____ Excerpted text

Tartous: Dozens of people have died after a boat carrying migrants and refugees from Lebanon capsized off Syria’s coast, according to the Syrian and Lebanese governments.
On Friday, the Lebanese transport minister said that 71 people had died in Thursday’s disaster.
The Syrian government had previously said that 20 survivors were being treated in Basel hospital in Tartous.
The Syrian transport ministry cited survivors as saying the boat left from Lebanon’s northern Minyeh region on Tuesday with between 120 and 150 people onboard.
Samer Qubrusli, the Syrian director general of ports, said search operations were ongoing on Friday. He had previously said that rough seas and strong winds had made the rescue operation difficult.
The incident is one of the deadliest since a surging number of Lebanese, Syrians, and Palestinians have tried to flee crisis-hit Lebanon by sea to Europe.
Some of those who died on the boat were from Akkar, an impoverished region in the far north of Lebanon.
Al Jazeera’s Zeina Khodr visited the home of a family whose relatives were on board, as people gathered to pay their respects.

________
____ Input data

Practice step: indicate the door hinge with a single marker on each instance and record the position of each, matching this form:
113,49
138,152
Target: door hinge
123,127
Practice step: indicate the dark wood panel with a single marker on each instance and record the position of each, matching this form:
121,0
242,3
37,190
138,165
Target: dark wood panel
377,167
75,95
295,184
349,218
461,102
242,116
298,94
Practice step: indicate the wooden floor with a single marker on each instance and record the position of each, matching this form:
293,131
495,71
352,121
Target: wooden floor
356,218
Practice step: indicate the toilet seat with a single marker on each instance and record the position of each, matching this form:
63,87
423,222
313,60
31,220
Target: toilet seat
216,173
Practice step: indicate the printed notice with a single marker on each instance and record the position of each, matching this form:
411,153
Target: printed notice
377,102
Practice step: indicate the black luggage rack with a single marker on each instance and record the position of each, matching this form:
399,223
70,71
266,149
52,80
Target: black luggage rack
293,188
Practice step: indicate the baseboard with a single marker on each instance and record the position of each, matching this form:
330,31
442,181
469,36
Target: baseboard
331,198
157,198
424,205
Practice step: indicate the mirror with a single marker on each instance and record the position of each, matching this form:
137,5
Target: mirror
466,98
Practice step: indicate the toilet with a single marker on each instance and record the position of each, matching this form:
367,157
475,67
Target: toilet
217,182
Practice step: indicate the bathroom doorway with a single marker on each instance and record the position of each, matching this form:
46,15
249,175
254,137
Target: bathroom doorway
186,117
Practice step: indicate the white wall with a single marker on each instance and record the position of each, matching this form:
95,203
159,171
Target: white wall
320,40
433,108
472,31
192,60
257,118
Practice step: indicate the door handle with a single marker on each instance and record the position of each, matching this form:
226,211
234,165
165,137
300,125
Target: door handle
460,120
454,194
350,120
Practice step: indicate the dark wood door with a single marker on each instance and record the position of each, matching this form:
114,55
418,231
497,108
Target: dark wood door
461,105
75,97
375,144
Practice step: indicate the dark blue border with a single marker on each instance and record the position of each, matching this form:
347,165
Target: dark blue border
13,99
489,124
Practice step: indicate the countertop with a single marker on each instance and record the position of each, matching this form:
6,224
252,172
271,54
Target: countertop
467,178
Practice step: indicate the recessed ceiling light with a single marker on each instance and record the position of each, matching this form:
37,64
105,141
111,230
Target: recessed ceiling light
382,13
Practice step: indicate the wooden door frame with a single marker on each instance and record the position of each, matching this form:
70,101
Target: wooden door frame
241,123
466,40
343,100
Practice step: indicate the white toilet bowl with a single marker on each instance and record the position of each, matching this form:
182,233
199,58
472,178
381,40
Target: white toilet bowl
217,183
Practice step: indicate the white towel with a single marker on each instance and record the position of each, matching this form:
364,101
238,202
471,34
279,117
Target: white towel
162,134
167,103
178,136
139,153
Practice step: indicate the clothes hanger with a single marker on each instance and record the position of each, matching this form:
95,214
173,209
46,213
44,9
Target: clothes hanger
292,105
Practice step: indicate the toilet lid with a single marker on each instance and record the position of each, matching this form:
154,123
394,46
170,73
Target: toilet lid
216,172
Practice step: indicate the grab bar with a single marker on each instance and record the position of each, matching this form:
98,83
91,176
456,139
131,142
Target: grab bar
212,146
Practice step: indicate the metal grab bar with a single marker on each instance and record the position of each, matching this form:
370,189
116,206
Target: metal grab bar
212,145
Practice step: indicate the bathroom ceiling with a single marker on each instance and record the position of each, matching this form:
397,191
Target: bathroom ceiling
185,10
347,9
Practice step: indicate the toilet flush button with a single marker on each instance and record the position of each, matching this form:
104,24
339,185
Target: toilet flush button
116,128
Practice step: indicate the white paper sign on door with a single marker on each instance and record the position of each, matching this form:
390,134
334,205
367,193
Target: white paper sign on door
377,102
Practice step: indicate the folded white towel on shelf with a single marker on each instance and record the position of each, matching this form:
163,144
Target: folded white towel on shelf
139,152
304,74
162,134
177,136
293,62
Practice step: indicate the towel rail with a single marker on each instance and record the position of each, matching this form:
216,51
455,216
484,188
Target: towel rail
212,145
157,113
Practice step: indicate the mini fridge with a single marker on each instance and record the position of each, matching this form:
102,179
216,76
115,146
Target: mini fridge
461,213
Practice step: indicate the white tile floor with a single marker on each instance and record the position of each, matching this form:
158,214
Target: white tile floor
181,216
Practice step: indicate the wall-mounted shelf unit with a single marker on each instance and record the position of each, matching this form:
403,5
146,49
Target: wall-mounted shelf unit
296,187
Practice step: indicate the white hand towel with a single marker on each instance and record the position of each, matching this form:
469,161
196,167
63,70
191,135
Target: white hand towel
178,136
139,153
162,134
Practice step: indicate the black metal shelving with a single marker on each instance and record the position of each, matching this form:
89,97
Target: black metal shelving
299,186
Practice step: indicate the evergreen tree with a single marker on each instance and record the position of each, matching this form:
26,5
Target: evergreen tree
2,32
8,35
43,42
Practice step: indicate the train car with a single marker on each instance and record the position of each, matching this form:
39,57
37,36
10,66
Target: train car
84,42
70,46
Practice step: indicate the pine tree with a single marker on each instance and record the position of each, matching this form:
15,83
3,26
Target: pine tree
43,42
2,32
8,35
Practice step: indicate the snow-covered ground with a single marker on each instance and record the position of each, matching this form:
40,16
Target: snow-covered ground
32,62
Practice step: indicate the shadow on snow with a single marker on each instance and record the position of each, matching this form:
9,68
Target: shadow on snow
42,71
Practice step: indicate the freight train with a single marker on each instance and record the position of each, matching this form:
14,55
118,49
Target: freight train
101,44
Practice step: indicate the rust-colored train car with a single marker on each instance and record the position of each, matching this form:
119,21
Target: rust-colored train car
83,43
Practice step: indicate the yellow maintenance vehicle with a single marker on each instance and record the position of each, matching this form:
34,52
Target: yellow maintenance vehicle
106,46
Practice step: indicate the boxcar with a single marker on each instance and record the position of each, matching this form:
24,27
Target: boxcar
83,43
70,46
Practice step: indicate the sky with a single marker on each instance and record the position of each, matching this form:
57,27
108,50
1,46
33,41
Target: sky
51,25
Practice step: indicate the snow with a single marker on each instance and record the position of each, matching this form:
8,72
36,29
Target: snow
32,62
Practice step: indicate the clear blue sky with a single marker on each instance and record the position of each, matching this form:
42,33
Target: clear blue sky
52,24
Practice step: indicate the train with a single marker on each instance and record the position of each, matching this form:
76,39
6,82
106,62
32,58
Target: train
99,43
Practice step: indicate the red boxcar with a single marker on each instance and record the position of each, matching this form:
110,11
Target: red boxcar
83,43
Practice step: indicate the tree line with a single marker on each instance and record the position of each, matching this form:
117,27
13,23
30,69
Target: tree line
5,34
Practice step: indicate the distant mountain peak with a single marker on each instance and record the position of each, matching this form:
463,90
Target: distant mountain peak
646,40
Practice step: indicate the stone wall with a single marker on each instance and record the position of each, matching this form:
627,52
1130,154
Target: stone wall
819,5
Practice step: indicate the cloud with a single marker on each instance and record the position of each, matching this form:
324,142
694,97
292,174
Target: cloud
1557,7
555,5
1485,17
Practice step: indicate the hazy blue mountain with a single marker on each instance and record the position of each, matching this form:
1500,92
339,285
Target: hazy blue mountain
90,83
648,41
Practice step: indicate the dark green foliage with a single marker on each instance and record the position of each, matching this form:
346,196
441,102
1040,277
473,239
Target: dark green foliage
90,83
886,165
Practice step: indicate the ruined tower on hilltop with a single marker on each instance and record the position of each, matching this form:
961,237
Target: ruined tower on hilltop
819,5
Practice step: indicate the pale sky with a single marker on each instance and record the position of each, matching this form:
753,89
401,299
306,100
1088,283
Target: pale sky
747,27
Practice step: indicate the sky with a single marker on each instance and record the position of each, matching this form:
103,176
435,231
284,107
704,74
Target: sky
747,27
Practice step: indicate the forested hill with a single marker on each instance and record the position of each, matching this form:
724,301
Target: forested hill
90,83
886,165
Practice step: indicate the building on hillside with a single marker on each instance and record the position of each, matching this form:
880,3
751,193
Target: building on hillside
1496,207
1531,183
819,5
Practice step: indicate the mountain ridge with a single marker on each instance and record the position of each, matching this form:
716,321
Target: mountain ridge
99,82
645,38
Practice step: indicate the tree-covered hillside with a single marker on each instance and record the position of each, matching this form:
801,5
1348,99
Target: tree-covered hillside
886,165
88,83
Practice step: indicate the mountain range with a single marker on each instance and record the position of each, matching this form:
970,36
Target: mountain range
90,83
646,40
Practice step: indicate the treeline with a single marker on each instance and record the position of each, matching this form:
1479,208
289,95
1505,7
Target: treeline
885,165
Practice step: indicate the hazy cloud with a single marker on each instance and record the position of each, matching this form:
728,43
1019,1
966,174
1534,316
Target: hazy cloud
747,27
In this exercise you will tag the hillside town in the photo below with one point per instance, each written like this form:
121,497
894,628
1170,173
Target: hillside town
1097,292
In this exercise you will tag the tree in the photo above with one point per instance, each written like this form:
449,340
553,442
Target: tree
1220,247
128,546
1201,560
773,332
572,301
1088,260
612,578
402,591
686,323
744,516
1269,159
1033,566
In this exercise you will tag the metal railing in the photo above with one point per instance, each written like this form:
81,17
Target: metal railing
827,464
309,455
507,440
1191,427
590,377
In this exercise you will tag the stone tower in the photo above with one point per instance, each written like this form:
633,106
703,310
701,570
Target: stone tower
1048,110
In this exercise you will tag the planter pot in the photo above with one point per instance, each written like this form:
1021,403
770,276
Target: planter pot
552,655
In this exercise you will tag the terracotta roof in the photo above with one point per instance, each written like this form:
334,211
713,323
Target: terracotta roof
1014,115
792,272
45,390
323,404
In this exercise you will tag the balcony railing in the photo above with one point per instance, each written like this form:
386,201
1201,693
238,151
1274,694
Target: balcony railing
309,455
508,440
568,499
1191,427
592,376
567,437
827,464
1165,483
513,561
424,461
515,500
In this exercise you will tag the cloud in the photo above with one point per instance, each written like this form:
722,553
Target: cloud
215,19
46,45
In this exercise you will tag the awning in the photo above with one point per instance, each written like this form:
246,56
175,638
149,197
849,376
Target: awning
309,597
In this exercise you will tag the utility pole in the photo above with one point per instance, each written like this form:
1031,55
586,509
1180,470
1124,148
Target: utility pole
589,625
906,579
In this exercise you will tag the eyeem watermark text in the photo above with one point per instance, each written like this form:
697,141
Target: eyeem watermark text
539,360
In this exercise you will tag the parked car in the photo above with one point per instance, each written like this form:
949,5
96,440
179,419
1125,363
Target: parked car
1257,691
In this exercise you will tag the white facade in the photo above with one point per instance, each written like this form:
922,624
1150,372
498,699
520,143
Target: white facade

________

#### Tasks to carry out
1/ In the article on the migrant boat disaster off Syria, which Lebanese region did survivors say the boat left from?
2/ Condense the paragraph of the article on the migrant boat disaster off Syria that begins "Samer Qubrusli, the Syrian director general of ports" into one sentence that keeps its main facts.
3/ Continue the article on the migrant boat disaster off Syria from its last sentence.

#### Answers to the problems
1/ Lebanon's northern Minyeh region.

2/ Syrian director general of ports Samer Qubrusli said search operations were still going on Friday, after earlier saying that rough seas and strong winds had made the rescue difficult.

3/
The family had buried two young girls on Friday morning, and were still waiting for news about the fate of the girls’ two brothers, as well as their mother. The father is in hospital across the border in Syria.
“There’s a lot of grief here, people are in shock,” said Khodr. “They don’t understand why they don’t have much more information.”
Family members had explained to Khodr that the father had decided to try to go to Europe, despite the risks, because of the ongoing financial crisis in Lebanon, and the lack of opportunities there.
“We’ve spoken to people who’ve survived being in a boat that capsized and what they tell us is we’re going to keep doing it again and again, because there are no jobs,” Khodr added.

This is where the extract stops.